• Text segment:
--- --- ---

This post is about why you should have little confidence in your beliefs about the effects of climate change. Round One The reason to believe that climate change is a serious threat is not, for most people, that they have evaluated the evidence for themselves. The reason is that they have been told by multiple respectable sources that everyone competent to hold an opinion on the subject agrees it is a threat, that that is not a matter of serious debate.
You may be interested in a recent paper by Carleton et al., which addresses some of the issues you raise, such as the relation between temperature and income:
One takeaway from that paper is that there is a lot of uncertainty.
Here's something that seems to get lost as well: even if carbon dioxide production is as bad of externality as thought, consumption of energy is not an externality. It will always be the case that people will try to lower their gasoline, heating, cooling, and electricity bills. It becomes an even more important point when you realize that reducing energy consumption is correlated with so many other aims. Building a well insulated home isn't just good for lowering your bills. It's good for reducing noise and drafts. This is true of a lot of things too. I don't elect for paperless billing and pay my bills online to save paper. I do it so I don't have to keep track of files or go to the effort of mailing a check. I'm not interested in solar power because of the environment. I'm interested in solar because some of the nicest locations to live on lakes don't have utilities in place. I think I had heard you speak in a talk about how fast real estate is replaced, so maybe I'm touching on that point.

--- --- ---

[Saved entries]
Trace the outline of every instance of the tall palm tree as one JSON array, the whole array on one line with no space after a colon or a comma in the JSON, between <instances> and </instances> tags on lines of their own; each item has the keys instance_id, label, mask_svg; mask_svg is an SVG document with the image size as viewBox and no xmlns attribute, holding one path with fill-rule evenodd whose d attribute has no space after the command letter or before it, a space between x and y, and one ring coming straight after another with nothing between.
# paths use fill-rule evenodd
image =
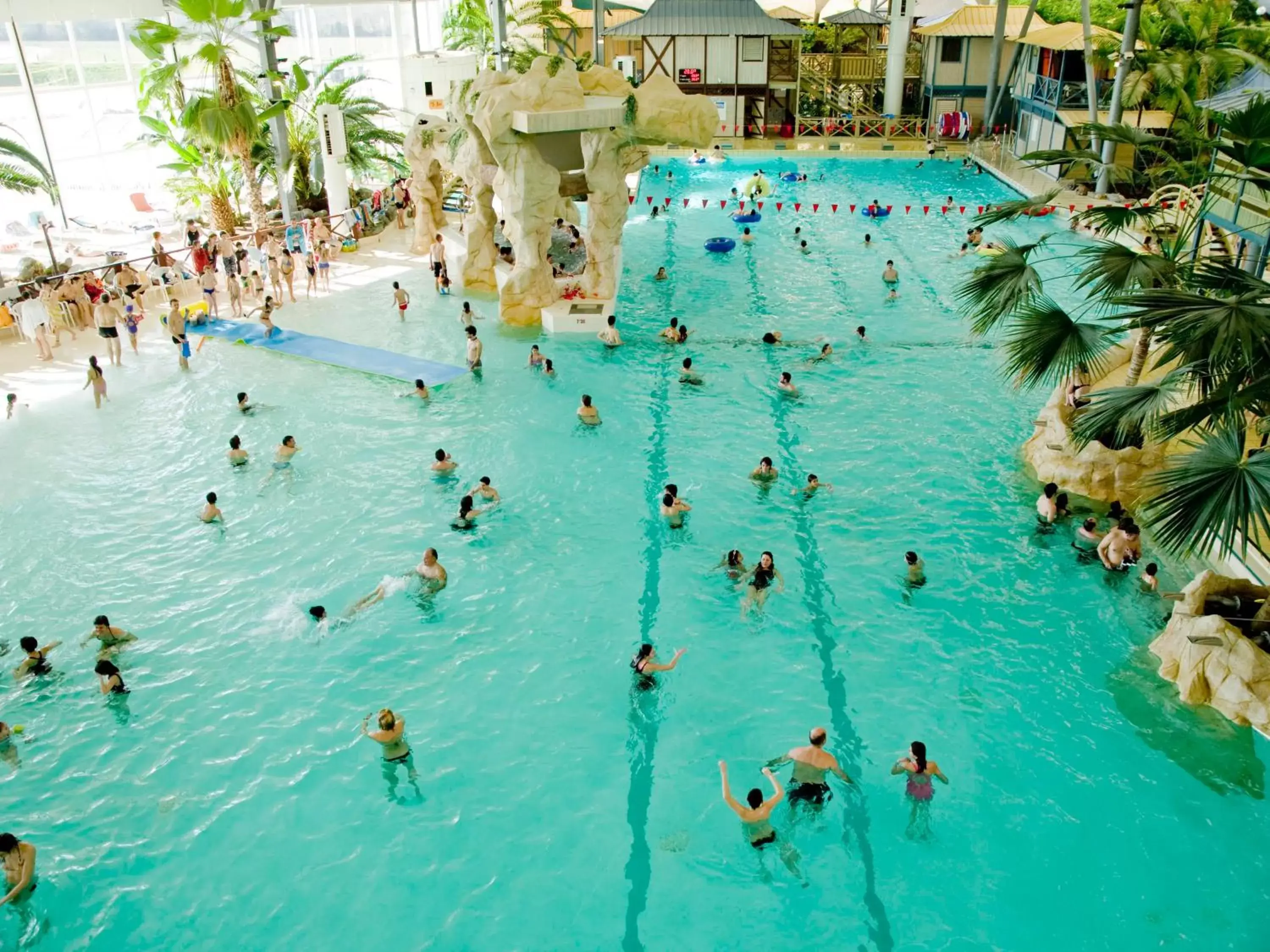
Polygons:
<instances>
[{"instance_id":1,"label":"tall palm tree","mask_svg":"<svg viewBox=\"0 0 1270 952\"><path fill-rule=\"evenodd\" d=\"M361 75L334 79L338 71L361 58L356 55L339 56L311 72L309 57L301 57L292 63L290 72L278 76L283 84L282 100L287 103L287 143L291 165L282 170L276 168L273 138L263 131L257 142L255 155L262 171L272 173L279 180L282 176L290 178L296 201L302 206L311 207L314 199L324 190L316 116L319 105L337 105L344 117L344 138L348 145L345 164L351 171L361 174L378 169L406 171L399 157L405 136L380 124L391 117L389 107L373 96L361 94L357 89L370 80Z\"/></svg>"},{"instance_id":2,"label":"tall palm tree","mask_svg":"<svg viewBox=\"0 0 1270 952\"><path fill-rule=\"evenodd\" d=\"M0 129L13 129L0 122ZM17 129L13 129L17 135ZM20 192L24 195L43 190L53 202L57 201L57 183L53 174L17 138L0 136L0 189Z\"/></svg>"},{"instance_id":3,"label":"tall palm tree","mask_svg":"<svg viewBox=\"0 0 1270 952\"><path fill-rule=\"evenodd\" d=\"M202 85L184 90L180 124L237 162L246 184L251 222L262 227L267 212L251 150L260 126L286 109L286 103L257 110L254 91L244 85L234 63L235 44L253 48L262 33L277 38L290 36L290 30L269 25L274 10L248 11L246 0L173 0L173 8L182 25L140 20L133 43L151 60L161 60L166 48L193 48L169 76L169 81L180 81L184 66L202 72Z\"/></svg>"}]
</instances>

--- --- ---

• What needs to be done: List every type of bill that the climate change post says people will always try to lower.

• Task solution: Gasoline, heating, cooling, and electricity.